■ **ACTIVITY**
The answer is to contain only the line containing "Task: locate the woman's" and the lines after it through the last one, each reproduced exactly as it appears below.

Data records
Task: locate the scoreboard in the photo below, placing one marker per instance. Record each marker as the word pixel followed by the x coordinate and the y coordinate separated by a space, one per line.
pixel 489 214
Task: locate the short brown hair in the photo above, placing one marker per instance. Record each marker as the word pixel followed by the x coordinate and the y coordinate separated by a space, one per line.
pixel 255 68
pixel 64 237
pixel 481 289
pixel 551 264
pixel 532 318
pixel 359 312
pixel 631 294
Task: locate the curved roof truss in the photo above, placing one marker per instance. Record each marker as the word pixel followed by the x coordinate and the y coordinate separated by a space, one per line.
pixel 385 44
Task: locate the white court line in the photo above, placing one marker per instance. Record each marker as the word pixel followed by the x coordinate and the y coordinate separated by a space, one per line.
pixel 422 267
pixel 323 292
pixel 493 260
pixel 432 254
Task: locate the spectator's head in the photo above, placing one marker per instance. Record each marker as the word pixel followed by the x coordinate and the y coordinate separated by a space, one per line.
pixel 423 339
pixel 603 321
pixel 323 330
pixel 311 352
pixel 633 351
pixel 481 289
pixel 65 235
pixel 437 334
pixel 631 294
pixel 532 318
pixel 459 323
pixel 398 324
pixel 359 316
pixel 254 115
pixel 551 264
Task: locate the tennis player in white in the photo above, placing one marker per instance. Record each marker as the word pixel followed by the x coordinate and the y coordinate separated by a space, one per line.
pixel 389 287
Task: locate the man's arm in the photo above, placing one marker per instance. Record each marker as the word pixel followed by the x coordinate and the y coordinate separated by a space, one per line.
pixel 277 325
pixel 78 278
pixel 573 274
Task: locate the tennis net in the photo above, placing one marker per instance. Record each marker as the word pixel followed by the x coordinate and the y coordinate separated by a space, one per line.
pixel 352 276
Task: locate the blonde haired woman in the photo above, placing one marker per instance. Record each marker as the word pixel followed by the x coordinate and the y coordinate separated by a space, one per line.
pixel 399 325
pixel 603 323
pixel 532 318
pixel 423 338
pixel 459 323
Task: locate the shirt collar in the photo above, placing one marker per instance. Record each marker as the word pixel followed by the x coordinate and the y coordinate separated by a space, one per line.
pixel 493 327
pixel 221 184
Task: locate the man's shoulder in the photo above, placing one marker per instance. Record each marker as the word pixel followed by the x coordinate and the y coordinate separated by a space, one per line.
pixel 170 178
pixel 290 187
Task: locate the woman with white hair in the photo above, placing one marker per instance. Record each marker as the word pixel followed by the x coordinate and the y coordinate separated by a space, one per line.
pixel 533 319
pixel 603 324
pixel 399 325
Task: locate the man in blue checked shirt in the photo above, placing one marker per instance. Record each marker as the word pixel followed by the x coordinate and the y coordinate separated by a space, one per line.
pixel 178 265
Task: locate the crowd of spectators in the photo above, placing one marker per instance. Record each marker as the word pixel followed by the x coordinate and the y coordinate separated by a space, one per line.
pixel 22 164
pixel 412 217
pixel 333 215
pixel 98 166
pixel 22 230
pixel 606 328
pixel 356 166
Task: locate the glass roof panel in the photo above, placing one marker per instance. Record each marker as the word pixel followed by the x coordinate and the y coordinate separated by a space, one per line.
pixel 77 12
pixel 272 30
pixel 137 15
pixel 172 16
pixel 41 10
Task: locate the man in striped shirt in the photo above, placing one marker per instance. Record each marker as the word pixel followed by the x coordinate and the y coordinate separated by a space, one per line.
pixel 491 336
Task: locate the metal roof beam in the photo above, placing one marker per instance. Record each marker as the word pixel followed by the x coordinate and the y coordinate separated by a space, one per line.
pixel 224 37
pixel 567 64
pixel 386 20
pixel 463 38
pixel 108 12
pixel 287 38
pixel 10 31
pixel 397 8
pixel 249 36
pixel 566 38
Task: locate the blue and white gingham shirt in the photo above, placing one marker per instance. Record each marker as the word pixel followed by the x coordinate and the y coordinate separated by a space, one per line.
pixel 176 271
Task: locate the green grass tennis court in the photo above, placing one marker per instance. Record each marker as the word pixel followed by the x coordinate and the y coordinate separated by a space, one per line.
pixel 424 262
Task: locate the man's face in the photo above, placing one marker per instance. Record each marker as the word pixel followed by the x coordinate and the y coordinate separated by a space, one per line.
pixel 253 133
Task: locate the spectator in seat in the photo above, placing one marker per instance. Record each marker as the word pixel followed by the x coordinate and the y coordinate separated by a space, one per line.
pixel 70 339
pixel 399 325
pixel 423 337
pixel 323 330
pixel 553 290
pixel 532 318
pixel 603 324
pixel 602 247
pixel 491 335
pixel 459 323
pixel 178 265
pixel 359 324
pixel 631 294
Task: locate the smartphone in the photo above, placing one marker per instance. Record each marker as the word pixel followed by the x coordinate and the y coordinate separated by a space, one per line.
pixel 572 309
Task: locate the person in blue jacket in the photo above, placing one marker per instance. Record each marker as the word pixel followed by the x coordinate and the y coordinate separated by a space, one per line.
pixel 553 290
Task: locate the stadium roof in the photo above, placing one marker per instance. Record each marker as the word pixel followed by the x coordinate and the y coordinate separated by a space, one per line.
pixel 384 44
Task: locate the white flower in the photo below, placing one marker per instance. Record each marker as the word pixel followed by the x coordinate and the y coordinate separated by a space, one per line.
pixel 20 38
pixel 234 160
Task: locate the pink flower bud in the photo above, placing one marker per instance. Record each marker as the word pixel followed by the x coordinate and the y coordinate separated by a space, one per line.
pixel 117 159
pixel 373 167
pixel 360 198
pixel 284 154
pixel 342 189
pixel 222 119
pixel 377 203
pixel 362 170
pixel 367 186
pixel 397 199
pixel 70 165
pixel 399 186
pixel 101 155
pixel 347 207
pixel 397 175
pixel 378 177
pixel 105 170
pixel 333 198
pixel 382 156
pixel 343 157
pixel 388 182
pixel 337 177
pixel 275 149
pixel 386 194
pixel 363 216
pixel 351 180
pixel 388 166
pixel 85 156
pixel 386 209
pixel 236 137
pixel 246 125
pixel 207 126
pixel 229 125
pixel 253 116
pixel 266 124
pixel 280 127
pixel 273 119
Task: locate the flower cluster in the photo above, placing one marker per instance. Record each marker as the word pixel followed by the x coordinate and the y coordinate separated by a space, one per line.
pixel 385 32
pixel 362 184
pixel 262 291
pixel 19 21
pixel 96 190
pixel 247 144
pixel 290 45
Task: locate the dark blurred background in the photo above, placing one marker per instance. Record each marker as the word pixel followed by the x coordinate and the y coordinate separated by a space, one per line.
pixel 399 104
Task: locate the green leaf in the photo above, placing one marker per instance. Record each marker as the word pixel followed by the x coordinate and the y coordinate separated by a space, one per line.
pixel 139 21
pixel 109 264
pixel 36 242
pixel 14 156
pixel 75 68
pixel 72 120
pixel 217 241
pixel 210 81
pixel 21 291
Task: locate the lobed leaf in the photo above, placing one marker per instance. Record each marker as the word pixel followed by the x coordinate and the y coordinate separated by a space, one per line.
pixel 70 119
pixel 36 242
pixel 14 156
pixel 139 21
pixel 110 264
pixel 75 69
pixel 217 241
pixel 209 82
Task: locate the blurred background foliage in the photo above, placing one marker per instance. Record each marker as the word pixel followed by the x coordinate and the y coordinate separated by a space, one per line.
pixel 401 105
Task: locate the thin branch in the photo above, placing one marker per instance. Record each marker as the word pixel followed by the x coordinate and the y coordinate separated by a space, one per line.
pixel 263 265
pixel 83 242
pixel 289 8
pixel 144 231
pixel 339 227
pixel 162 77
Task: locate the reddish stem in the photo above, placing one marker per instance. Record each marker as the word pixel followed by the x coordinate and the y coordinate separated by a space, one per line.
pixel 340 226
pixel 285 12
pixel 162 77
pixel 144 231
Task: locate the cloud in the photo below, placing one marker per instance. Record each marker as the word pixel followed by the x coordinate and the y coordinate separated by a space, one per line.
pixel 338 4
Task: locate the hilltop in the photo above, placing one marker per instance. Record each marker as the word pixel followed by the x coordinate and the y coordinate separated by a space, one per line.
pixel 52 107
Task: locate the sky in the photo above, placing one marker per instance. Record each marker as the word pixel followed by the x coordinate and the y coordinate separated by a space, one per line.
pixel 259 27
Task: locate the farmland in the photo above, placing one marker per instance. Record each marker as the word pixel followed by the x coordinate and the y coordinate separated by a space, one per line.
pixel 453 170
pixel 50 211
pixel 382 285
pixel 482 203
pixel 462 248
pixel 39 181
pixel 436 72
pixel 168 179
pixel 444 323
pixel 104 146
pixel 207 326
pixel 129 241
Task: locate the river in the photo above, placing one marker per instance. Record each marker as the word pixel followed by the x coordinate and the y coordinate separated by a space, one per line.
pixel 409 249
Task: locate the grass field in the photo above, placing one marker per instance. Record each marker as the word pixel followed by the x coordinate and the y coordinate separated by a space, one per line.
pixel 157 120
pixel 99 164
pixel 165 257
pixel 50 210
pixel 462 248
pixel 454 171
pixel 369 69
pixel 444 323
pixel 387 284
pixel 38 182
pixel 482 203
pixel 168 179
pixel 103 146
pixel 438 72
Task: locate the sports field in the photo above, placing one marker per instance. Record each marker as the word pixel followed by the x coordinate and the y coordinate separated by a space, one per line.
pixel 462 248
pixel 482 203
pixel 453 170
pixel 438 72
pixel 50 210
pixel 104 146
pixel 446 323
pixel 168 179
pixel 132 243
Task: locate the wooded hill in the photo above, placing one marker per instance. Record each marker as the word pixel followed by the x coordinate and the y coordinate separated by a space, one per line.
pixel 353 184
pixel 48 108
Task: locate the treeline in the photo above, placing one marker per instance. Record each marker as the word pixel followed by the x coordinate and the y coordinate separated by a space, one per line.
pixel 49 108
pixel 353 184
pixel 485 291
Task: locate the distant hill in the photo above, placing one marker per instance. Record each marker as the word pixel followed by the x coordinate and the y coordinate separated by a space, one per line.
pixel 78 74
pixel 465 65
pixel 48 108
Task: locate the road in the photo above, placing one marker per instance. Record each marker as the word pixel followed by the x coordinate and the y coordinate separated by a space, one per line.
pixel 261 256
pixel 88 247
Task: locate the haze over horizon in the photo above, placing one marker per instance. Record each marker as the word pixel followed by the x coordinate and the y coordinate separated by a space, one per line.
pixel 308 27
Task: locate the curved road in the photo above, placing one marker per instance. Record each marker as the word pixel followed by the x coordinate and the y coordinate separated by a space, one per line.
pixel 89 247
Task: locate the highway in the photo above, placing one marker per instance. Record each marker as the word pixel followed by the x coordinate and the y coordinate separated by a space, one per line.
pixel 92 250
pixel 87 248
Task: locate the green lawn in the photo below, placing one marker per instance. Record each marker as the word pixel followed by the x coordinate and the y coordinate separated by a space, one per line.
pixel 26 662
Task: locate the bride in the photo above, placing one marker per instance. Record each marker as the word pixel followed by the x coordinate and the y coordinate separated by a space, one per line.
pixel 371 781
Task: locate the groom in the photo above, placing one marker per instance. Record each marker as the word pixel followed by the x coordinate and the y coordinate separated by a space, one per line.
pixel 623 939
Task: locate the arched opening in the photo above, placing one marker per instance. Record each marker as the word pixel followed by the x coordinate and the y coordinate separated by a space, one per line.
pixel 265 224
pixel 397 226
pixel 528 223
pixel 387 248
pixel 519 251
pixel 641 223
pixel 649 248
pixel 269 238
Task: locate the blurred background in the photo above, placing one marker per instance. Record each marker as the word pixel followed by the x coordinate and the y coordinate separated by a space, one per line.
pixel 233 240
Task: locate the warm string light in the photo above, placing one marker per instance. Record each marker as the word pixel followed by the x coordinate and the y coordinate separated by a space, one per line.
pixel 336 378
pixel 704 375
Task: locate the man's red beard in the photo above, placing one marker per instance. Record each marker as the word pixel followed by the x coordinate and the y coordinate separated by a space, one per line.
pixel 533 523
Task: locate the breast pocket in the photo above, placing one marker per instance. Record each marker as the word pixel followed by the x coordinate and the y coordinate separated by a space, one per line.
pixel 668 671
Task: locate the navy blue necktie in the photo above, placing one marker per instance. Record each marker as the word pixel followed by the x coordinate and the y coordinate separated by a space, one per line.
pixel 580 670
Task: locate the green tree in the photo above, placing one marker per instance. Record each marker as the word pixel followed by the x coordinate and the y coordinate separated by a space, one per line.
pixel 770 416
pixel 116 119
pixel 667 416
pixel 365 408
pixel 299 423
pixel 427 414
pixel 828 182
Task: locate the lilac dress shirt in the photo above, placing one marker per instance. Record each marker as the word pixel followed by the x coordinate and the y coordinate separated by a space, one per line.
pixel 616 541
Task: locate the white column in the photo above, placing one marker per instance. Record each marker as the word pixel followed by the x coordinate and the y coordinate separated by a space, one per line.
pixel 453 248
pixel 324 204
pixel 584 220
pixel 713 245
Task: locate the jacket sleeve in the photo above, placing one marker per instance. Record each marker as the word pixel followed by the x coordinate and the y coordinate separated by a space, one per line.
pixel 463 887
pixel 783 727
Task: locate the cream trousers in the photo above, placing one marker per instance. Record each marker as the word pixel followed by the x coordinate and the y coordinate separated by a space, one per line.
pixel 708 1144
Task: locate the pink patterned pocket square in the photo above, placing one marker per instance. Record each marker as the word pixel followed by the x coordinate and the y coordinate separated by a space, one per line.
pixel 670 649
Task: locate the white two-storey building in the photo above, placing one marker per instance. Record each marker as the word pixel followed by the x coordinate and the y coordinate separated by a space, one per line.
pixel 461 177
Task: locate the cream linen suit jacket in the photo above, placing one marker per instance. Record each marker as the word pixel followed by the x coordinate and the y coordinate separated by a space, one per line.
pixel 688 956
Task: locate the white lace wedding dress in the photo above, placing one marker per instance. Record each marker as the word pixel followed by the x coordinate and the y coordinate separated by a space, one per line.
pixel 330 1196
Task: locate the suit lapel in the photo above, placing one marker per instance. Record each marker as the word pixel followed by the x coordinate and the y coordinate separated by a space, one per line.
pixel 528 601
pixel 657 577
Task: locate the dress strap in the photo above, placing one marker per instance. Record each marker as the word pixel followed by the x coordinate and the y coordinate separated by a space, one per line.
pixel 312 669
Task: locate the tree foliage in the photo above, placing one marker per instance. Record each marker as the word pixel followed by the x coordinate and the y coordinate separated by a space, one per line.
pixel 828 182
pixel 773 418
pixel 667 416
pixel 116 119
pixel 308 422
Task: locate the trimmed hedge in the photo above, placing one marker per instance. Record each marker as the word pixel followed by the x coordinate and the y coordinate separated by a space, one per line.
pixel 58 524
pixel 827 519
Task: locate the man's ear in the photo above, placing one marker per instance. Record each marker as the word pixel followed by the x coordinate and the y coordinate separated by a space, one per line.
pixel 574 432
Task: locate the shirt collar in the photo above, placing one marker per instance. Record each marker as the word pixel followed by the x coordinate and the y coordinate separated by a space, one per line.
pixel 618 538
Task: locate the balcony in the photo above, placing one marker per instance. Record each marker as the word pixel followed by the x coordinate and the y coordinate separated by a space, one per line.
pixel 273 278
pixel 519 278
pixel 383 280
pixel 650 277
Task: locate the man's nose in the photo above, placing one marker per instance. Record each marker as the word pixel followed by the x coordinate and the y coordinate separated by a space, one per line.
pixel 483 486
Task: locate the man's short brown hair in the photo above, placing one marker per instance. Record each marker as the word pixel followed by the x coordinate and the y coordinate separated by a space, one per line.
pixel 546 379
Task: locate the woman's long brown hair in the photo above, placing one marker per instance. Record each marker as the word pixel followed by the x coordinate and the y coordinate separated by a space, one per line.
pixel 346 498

■ **RESULT OF THE TASK**
Task: locate the woman's long brown hair in the photo above, placing one marker per instance. Record each marker as the word pixel followed by the x coordinate and the y coordinate separated by a space, one per line.
pixel 346 498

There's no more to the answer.